[PASSAGE PROVIDED]
-- start --

Note: I am using Ubuntu 11.10 64-bit as my host operating system, but the method should work on all distros of Linux.  If you’re using Windows, may God have mercy on your soul. Also, this post involves installing TinyOS 2.1.1. I cannot guarantee that all the steps will work as is for other older versions. You’ll have to do some research for that.

Step 1:

First up, we need Java, the JRE and the JDK as a lot of the TinyOS and Mote communication frameworks are built in Java. You can use the OpenJDK but I have found using Sun’s original JDK yields better results!

Open up a terminal and simply type in these commands to get the JRE and JDK installed in your machine.

sudo apt-get install python-software-properties
sudo add-apt-repository ppa:ferramroberto/java
sudo apt-get update
sudo apt-get install sun-java6-jdk sun-java6-plugin

You can choose the appropriate JVM by running the following command in the terminal:

sudo update-alternatives --config java

Step 2:

Now that we have our environment setup, we are ready to install the TinyOS development environment.

  1. Install the Synaptic Package manager by running “sudo apt-get install Synaptic” in a terminal.
  2. In Synaptic, go to Settings ->Repositories.
  3. Click on 3rd party software and add the following (simple copy-paste):
    deb http://tinyos.stanford.edu/tinyos/dists/ubuntu * main
  4.  Click OK and reload your repositories.
  5. After reloading, simply search for TinyOS and select it. Click install and allow Synaptic to handle dependency installation for you.
  6. Once the packages have been properly installed, go back to a terminal and type “sudo gedit ~/.bashrc” and add this line at the absolute end:
                         source /opt/tinyos-2.1.1/tinyos.sh
  7.  Finally, close the current terminal and open up a new one and type in $MAKERULES. If all went well, you should get the path.

Congrats, we have TinyOS ready. But we’re not done yet!

Step 3:

Now, when writing TinyOS programs, you’ll very much want to simulate them to see what are the results. A very handy tool for TinyOS simulation is TOSSIM. But when you run the make micaz sim to generate your executable you might get a Python related error. Try these steps:

  1. In a terminal, run sudo apt-get install python-dev.
  2. Even after installing python, some configuration is required.
  3. Run python –version  and note the version of Python installed. In my case, it was 2.7.
  4. Go to /opt/tinyos-2.1.1/support/make/
  5. Open the sim.extra file in gedit with super user privileges.

-- end --

[DATA EXCERPTS]
-- start --

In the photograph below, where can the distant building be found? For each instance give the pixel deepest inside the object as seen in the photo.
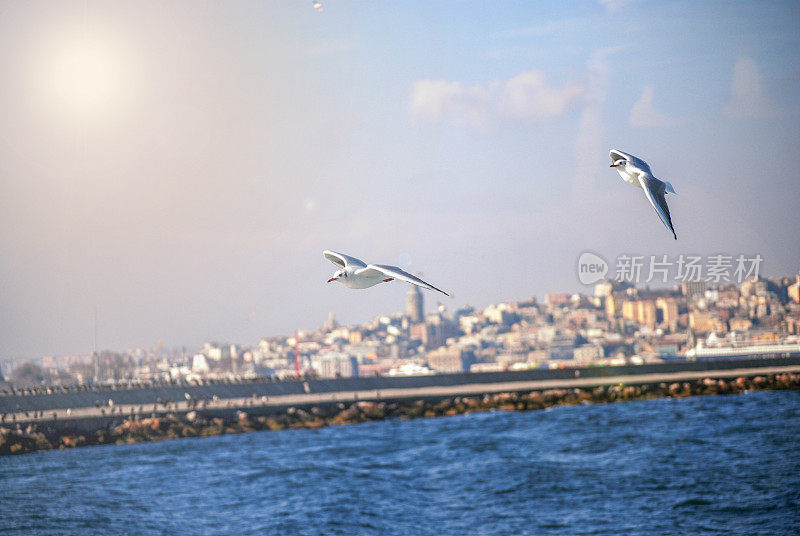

-- end --
-- start --

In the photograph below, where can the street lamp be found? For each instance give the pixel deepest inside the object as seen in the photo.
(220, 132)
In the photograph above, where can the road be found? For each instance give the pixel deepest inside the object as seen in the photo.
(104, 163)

-- end --

[CHALLENGES]
1. According to the TinyOS installation guide, why must Java be installed before anything else?
2. Write out everything in the TinyOS installation guide from "Congrats, we have" down to "super user privileges.".

[ANSWERS PER TASK]
1. Java, both the JRE and the JDK, comes first because many of the TinyOS and Mote communication frameworks are built in Java.

2.
Congrats, we have TinyOS ready. But we’re not done yet!

Step 3:

Now, when writing TinyOS programs, you’ll very much want to simulate them to see what are the results. A very handy tool for TinyOS simulation is TOSSIM. But when you run the make micaz sim to generate your executable you might get a Python related error. Try these steps:

  1. In a terminal, run sudo apt-get install python-dev.
  2. Even after installing python, some configuration is required.
  3. Run python –version  and note the version of Python installed. In my case, it was 2.7.
  4. Go to /opt/tinyos-2.1.1/support/make/
  5. Open the sim.extra file in gedit with super user privileges.